- _GIVEN REQUEST 1_
In the data entries further down, repeat everything from the line containing "man in white" down through the line containing "<point>546,200</point>", including both of those lines.

- _EXCERPT TO READ_

══════════

Stroock & Stroock & Lavan on Behalf of Certain Senior Noteholders of Monitronics International, Inc. Deliver Letter to Company in Response to Tender and Exchange Offers
NEW YORK--(BUSINESS WIRE)--Aug 31, 2018--The beneficial holders (the “ Ad Hoc Group ”) of approximately 65% of the outstanding principal amount of the 9.125% Senior Notes due 2020 (the “ Senior Notes ”) issued by Monitronics International, Inc. (the “ Company ”), announced today that, in connection with the Company’s launch of a transaction with respect to the Senior Notes, they have delivered the attached letter to counsel for the Company.
The Ad Hoc Group is advised by Stroock & Stroock & Lavan LLP and Houlihan Lokey, Inc.
August 31, 2018
Kristopher M. Hansen Direct Dial: 212.806.6056 Fax: 212.806.6006 firstname.lastname@example.org
Mr. Roger Schwartz Latham & Watkins LLP 885 Third Avenue New York, NY 10022-4834
Re: Monitronics International, Inc.
I reference (a) the Company’s launch of the tender and exchange offer for the 9.125% Notes due 2020 (the “Notes”) on August 30, 2018 (the “Offer”) and (b) my prior letter to you, dated July 19, 2018, and the terms defined therein (the “July 19 Letter”). As a threshold matter and as you know, the terms of the Offer are unacceptable to the members of the Ad Hoc Group. As you also know, the Ad Hoc Group holds more than sixty-five percent (65%) of the Notes and they will not tender any of their Notes in the Offer, which means it will fail because without Ad Hoc Group participation it will be impossible to satisfy the minimum tender condition or obtain the consents required to amend the indenture.

══════════

Data entries
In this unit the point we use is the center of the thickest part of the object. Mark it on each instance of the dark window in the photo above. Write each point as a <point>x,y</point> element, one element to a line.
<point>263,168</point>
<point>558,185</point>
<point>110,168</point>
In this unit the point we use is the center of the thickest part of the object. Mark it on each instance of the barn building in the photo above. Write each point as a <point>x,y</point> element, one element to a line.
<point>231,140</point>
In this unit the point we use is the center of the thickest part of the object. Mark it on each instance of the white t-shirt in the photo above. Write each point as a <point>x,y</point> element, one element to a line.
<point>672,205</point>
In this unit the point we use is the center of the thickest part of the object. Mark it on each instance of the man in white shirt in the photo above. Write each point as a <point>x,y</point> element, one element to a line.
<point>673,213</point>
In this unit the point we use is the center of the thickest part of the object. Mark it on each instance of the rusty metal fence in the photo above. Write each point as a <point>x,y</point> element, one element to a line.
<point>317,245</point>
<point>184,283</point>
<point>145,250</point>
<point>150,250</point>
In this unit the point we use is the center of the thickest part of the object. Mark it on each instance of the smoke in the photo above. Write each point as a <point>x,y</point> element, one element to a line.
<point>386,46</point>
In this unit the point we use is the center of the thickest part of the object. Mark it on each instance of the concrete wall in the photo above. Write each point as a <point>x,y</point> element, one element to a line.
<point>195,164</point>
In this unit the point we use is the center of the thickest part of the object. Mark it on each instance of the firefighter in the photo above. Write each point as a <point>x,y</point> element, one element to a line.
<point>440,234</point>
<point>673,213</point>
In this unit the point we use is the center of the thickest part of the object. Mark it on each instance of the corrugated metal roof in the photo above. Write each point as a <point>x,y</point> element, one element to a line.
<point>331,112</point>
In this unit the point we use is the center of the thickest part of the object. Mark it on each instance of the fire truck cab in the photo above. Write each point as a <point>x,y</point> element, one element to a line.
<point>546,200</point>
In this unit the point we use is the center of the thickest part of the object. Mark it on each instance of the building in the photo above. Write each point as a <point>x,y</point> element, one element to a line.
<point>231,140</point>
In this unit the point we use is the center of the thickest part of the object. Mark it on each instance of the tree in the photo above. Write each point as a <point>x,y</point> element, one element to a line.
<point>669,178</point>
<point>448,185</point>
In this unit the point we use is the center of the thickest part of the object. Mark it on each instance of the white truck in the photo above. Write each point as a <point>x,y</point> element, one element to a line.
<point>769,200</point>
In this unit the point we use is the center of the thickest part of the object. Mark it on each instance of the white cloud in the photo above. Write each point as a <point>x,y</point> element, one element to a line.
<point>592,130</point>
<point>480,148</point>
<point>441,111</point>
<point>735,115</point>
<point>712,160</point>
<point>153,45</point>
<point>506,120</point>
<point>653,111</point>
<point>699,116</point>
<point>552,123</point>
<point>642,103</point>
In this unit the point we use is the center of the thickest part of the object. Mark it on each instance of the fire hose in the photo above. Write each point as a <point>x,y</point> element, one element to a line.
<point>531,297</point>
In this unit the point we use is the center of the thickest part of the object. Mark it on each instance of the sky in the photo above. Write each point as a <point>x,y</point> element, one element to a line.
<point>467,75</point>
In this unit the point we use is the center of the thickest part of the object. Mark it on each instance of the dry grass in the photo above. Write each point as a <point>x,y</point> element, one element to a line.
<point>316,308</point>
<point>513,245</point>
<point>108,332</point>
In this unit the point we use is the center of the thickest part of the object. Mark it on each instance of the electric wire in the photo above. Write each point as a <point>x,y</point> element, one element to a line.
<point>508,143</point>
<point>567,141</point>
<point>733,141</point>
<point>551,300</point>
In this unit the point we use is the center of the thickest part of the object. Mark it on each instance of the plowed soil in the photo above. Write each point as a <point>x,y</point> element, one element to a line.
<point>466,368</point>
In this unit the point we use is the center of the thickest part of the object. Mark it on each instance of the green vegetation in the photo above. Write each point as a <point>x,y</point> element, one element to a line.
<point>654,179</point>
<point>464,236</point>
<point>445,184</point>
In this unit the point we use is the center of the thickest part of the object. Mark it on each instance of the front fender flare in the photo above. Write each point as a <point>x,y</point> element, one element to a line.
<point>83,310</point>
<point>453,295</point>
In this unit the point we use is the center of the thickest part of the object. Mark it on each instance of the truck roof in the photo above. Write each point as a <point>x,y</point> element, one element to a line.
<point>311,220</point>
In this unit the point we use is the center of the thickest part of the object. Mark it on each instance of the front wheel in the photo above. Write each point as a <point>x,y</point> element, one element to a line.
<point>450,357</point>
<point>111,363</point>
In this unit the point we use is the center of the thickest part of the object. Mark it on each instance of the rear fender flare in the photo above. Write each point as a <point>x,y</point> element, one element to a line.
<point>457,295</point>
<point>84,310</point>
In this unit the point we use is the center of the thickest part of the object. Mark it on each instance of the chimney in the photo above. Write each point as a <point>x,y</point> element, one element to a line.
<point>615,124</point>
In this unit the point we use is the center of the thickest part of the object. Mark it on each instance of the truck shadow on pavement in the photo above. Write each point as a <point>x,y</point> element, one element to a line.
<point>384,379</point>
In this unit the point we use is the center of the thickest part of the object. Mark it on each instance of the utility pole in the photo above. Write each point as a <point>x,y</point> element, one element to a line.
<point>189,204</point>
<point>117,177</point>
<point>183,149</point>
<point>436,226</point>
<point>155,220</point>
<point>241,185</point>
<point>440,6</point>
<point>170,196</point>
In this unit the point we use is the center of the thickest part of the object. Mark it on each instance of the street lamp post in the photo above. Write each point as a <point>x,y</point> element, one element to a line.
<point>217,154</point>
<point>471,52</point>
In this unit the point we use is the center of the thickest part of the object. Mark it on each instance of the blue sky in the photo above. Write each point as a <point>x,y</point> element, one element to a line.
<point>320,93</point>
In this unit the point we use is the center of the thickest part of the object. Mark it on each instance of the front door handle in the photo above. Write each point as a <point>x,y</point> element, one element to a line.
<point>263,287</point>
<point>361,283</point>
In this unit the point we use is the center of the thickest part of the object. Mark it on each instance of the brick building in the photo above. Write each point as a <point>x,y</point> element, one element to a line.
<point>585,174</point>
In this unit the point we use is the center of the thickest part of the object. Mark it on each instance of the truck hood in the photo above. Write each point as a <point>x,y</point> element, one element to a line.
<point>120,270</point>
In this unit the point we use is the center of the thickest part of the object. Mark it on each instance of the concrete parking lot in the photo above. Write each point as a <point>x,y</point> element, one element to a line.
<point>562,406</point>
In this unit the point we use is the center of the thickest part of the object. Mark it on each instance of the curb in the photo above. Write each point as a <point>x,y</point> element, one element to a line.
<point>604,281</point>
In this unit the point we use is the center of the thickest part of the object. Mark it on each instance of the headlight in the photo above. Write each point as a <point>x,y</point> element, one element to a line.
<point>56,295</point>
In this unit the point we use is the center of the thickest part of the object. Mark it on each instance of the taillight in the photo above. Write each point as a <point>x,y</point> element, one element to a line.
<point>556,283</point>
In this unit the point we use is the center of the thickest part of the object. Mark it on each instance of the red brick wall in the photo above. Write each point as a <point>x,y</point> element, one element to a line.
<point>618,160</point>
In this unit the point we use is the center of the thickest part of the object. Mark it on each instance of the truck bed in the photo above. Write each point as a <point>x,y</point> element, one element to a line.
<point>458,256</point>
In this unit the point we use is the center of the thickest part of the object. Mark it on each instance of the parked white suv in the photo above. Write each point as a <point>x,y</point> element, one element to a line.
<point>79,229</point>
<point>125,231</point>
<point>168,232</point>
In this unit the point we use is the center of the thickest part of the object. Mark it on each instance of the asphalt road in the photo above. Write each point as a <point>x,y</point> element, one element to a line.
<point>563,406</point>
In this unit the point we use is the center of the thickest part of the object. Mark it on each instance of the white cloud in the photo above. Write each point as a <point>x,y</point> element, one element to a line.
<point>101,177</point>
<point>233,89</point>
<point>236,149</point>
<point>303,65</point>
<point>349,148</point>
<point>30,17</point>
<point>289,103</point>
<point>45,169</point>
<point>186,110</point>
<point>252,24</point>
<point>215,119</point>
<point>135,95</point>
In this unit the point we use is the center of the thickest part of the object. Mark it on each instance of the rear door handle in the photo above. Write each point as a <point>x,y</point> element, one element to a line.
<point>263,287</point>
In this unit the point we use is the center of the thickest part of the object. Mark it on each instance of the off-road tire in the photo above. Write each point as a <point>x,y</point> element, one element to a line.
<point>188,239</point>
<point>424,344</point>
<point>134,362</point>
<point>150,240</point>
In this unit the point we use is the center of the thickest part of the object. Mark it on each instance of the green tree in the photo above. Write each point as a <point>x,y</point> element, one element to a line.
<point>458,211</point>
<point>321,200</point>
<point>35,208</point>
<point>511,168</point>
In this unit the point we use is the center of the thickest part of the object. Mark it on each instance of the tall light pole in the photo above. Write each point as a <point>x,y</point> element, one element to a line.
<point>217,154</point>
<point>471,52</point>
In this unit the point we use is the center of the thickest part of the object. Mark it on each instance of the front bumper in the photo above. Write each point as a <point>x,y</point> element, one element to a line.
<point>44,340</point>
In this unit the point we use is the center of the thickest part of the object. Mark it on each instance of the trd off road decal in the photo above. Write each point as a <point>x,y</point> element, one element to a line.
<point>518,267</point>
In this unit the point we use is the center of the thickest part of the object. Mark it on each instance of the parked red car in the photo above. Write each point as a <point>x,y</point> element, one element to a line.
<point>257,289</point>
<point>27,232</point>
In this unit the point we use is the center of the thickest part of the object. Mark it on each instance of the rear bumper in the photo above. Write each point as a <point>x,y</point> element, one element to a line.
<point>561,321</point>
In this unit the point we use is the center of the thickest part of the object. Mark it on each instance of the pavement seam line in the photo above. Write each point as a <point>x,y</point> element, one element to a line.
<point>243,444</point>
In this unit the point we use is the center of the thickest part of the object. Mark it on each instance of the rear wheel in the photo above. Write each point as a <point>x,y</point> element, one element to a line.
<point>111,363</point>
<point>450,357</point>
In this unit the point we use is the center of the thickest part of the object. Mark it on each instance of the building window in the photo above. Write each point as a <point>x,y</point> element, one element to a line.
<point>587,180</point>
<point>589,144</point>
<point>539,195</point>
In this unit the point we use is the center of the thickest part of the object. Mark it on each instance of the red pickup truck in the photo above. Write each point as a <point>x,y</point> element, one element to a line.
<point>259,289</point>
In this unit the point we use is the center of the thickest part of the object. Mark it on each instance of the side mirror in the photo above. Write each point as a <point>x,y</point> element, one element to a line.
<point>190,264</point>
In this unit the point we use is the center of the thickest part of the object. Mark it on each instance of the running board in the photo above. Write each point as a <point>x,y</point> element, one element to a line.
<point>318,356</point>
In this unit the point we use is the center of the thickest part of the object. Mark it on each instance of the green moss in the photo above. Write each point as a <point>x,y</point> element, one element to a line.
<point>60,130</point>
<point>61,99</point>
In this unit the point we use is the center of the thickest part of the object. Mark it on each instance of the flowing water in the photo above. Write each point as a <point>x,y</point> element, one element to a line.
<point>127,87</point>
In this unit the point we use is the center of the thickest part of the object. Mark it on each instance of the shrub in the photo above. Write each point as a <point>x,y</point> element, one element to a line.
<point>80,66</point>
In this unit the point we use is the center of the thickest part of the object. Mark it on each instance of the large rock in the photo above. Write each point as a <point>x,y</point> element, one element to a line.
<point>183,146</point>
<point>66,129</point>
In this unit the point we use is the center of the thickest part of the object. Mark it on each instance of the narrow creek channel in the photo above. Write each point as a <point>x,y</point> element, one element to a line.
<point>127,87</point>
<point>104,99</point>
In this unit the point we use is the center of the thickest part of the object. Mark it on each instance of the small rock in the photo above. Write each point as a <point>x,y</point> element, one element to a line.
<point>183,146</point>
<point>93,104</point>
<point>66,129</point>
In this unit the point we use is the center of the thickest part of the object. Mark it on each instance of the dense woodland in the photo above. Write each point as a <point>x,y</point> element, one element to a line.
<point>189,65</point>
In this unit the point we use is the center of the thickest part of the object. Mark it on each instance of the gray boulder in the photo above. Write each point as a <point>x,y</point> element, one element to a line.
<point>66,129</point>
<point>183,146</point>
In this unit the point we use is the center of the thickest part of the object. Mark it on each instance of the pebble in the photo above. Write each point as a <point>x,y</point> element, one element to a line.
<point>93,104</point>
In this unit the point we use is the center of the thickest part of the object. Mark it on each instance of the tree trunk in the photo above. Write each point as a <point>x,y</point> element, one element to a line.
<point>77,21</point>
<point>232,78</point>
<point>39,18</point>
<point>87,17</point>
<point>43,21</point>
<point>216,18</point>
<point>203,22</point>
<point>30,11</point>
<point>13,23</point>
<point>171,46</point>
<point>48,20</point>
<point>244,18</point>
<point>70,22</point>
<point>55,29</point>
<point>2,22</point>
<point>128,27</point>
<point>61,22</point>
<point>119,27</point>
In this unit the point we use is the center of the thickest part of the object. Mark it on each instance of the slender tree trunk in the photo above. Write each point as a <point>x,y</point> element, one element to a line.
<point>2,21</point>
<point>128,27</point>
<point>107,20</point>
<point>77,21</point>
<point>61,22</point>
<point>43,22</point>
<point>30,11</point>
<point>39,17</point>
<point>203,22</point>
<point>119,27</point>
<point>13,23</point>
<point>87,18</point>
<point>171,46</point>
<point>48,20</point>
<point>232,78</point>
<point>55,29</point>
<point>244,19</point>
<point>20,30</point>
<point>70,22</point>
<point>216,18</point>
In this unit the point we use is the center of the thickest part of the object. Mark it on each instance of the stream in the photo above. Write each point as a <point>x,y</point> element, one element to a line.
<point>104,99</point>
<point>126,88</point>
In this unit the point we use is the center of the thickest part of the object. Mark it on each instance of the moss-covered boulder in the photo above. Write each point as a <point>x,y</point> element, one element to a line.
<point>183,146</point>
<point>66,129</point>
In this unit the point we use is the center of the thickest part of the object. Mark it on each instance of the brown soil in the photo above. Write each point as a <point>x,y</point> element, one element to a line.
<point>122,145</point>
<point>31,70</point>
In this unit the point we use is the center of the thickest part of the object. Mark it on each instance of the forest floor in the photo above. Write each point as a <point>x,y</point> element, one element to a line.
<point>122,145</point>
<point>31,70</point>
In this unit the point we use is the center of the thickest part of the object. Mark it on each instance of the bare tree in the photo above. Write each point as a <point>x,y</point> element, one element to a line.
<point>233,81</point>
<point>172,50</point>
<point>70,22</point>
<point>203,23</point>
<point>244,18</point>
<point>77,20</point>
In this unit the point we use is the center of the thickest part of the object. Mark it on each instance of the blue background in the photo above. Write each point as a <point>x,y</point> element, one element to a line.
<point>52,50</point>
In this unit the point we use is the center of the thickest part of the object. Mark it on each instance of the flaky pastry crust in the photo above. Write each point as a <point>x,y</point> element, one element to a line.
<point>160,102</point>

══════════

- _GIVEN REQUEST 2_
Write what comes next in the press release about the Monitronics noteholders' letter, picking up after its last sentence.

- _EXERCISE OUTPUT 1_
In this unit the point we use is the center of the thickest part of the object. Mark it on each instance of the man in white shirt in the photo above. Write each point as a <point>x,y</point> element, one element to a line.
<point>673,213</point>
In this unit the point we use is the center of the thickest part of the object. Mark it on each instance of the rusty metal fence in the photo above. Write each point as a <point>x,y</point> element, one element to a line.
<point>317,245</point>
<point>184,283</point>
<point>145,250</point>
<point>150,250</point>
In this unit the point we use is the center of the thickest part of the object. Mark it on each instance of the smoke in the photo above. Write each point as a <point>x,y</point> element, one element to a line.
<point>386,46</point>
In this unit the point we use is the center of the thickest part of the object. Mark it on each instance of the concrete wall in the photo above. Write each point as a <point>x,y</point> element, one element to a line.
<point>195,164</point>
In this unit the point we use is the center of the thickest part of the object. Mark it on each instance of the firefighter in the photo above. Write each point as a <point>x,y</point> element, one element to a line.
<point>440,234</point>
<point>673,213</point>
In this unit the point we use is the center of the thickest part of the object. Mark it on each instance of the corrugated metal roof in the photo above. Write each point as a <point>x,y</point> element, one element to a line.
<point>331,112</point>
In this unit the point we use is the center of the thickest part of the object. Mark it on each instance of the fire truck cab in the photo above. Write each point as a <point>x,y</point> element, one element to a line.
<point>546,200</point>

- _EXERCISE OUTPUT 2_
In the July 19 Letter, I expressed our clients’ frustration with (i) the Company’s refusal to engage in direct negotiations with the Ad Hoc Group after requesting that it be formed and allowing its professionals to conduct diligence and (ii) the Company’s then- apparent intent to launch a tender and exchange offer without ever engaging in a substantive discussion with the members of the Ad Hoc Group. I also noted in the July 19 Letter that any non-negotiated transaction launched by the Company would fail.
Shortly thereafter, I notified you that members of the Ad Hoc Group holding more than 65% of the Notes had executed a cooperation agreement (the “Cooperation Agreement”), pursuant to which no holder of Notes party thereto may, among other things, agree to the terms of, or tender Notes or otherwise participate in, a tender or exchange offer for the Notes that has not been approved by each party to the Cooperation Agreement. The Cooperation Agreement became effective on July 31, 2018 and has now been extended to the later of (i) October 10th, 2018 or (ii) in the event that the expiration date of the Offer (or any modification thereof) is extended or any new tender or exchange offer for the Notes is launched prior to October 10, 2018, five (5) business days after the date thereof.
Shortly after notifying you of the existence of the Cooperation Agreement, the Company entered into non-disclosure agreements (“NDAs”) with members of the Ad Hoc Group and appeared willing to negotiate the terms of a transaction with respect to the Notes. However, several weeks later, I write once again to express the Ad Hoc Group’s frustration with how the Company has handled this recent process and its disappointment that the Company chose to launch a transaction that it knew would fail because the members of the Ad Hoc Group specifically told the Company they would not support it.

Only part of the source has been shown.